> [Task details]
Write out exactly the lines from the line that contains "Objective — for the poster" through the final line of the listing below, and no others.
========
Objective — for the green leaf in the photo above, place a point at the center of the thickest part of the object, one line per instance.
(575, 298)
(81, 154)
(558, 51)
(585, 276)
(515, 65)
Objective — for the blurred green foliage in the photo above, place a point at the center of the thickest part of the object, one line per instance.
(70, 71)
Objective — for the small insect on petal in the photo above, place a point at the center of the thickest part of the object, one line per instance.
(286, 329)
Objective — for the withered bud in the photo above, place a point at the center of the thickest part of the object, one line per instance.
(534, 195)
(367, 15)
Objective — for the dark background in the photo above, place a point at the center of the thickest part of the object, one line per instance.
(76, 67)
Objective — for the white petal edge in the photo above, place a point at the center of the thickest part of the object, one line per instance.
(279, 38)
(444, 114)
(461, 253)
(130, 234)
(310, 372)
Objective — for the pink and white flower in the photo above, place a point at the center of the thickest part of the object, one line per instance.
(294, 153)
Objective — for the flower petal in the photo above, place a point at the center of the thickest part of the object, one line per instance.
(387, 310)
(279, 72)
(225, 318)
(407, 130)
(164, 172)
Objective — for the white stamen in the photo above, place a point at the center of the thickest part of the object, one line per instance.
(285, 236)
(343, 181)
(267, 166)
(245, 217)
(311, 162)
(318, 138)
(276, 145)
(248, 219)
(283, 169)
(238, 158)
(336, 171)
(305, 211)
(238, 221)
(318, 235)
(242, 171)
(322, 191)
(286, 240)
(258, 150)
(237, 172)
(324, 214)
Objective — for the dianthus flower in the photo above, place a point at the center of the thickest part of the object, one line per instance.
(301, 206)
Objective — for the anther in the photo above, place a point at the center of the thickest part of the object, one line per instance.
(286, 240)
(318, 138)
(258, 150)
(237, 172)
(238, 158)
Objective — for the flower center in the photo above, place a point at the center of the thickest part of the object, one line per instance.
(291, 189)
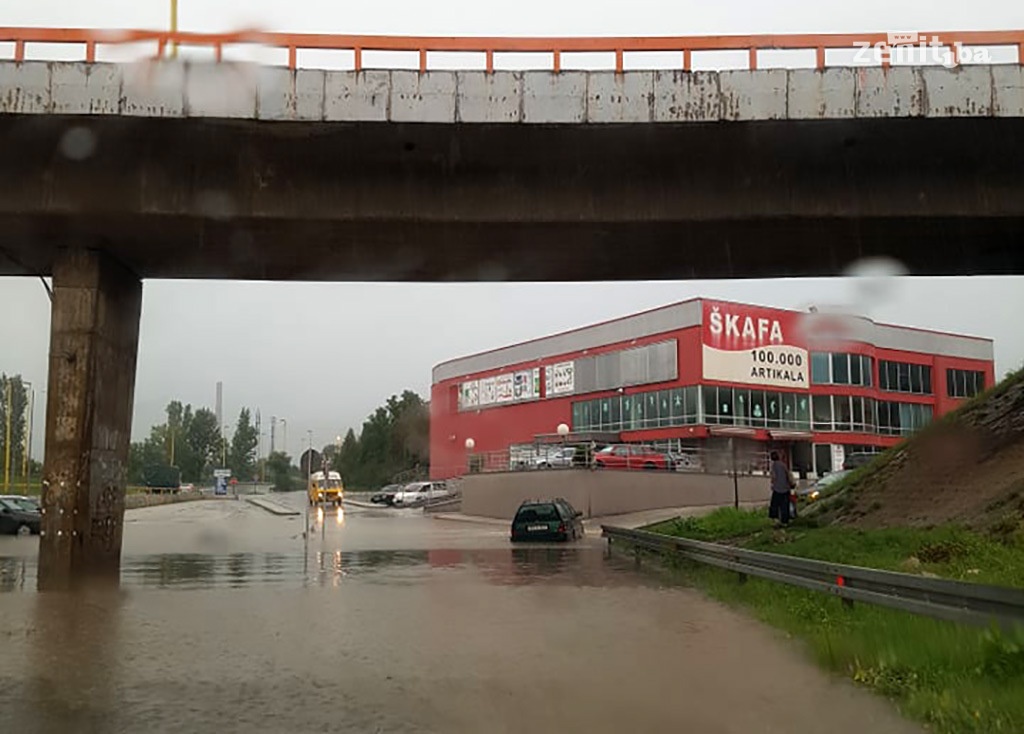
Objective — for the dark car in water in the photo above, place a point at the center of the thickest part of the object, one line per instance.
(16, 520)
(547, 520)
(385, 495)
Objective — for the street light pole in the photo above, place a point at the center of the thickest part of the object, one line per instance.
(174, 28)
(27, 455)
(8, 403)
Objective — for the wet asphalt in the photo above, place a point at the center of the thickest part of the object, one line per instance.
(228, 619)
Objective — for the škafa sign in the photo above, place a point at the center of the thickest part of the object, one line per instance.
(755, 346)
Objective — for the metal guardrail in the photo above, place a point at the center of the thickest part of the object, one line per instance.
(939, 598)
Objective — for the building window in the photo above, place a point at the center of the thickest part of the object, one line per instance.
(757, 408)
(822, 413)
(773, 408)
(841, 369)
(804, 412)
(790, 411)
(900, 419)
(842, 413)
(905, 377)
(965, 383)
(820, 369)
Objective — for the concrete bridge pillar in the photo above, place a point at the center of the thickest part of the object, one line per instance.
(93, 348)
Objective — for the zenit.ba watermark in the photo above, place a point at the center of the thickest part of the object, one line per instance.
(916, 48)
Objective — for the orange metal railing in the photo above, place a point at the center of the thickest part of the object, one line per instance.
(684, 45)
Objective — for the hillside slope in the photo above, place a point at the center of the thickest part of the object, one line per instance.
(967, 468)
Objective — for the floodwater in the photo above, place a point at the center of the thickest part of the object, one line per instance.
(393, 621)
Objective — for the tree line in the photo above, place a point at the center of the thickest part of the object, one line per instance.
(392, 445)
(13, 402)
(192, 440)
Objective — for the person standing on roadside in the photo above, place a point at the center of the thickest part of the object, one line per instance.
(781, 485)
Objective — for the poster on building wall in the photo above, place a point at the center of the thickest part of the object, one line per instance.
(488, 391)
(469, 394)
(504, 388)
(839, 456)
(523, 385)
(559, 379)
(754, 345)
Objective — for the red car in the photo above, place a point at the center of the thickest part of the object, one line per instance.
(624, 456)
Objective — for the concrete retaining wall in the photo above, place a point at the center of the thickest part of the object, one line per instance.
(604, 492)
(195, 89)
========
> [Response area]
Objective — for the poster on building wall in the photo above, place a point at the center of the thickest part of the object, one line per instance.
(488, 391)
(469, 394)
(504, 388)
(839, 456)
(523, 385)
(559, 379)
(754, 345)
Objective — for the red car in the photo above, place a point at the center of the thickest part of the object, one line per instance.
(624, 456)
Objective — for the concrete retaining wall in the photo above, place a point at the center of the thickest part of the object, one line per instance.
(604, 492)
(195, 89)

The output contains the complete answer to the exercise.